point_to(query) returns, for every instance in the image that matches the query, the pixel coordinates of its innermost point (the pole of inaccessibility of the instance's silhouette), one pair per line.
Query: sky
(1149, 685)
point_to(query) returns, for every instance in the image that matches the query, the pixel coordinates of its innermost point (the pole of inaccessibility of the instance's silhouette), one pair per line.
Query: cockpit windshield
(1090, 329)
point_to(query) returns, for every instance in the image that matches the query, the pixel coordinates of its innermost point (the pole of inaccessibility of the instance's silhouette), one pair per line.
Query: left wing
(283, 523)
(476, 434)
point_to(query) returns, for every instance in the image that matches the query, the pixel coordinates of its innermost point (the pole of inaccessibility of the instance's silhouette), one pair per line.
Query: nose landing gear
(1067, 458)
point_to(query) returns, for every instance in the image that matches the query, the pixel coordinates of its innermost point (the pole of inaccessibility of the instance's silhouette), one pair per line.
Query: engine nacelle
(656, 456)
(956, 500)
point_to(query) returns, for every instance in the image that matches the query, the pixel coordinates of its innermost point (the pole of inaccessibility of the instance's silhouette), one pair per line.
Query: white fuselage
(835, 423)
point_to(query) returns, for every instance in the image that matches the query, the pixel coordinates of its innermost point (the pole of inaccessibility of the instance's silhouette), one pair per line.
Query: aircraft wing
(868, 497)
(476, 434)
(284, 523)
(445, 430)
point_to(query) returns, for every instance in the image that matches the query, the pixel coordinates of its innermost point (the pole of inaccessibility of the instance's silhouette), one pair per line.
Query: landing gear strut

------------------------------------------------------------------------

## Your objective
Scale the lines starting at the beginning of the items and ending at the line that contains "(1090, 329)", and reproduce only those lines, requests included. Multiply every coordinate in the answers by 0.55 and round to whole numbers, with halves rounding up.

## The solution
point_to(query) returns, for every instance in the image that matches the query, the pixel coordinates of its innermost point (the pole of inaccessibility of the instance's silhouette), one pair per line.
Query: sky
(632, 377)
point_to(query) returns, for every instance in the image that matches the query, the pixel coordinates of its innermost point (the pole of inaccessibility of the instance's silhouette), one pair per line.
Query: cockpit windshield
(600, 181)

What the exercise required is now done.